- **WHAT TO WORK ON**: Give all of the records again. Match them exactly.

- **PROVIDED ENTRIES**:

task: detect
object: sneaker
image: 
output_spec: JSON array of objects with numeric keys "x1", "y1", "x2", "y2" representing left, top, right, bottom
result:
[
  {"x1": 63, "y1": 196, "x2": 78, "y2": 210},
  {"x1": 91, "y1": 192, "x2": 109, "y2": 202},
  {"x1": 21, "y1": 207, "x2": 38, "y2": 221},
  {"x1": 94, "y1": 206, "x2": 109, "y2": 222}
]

- **RESPONSE AREA**:
task: detect
object: sneaker
image: 
output_spec: JSON array of objects with numeric keys "x1", "y1", "x2", "y2" representing left, top, right, bottom
result:
[
  {"x1": 63, "y1": 196, "x2": 78, "y2": 210},
  {"x1": 91, "y1": 192, "x2": 109, "y2": 202},
  {"x1": 21, "y1": 207, "x2": 38, "y2": 221},
  {"x1": 94, "y1": 206, "x2": 109, "y2": 222}
]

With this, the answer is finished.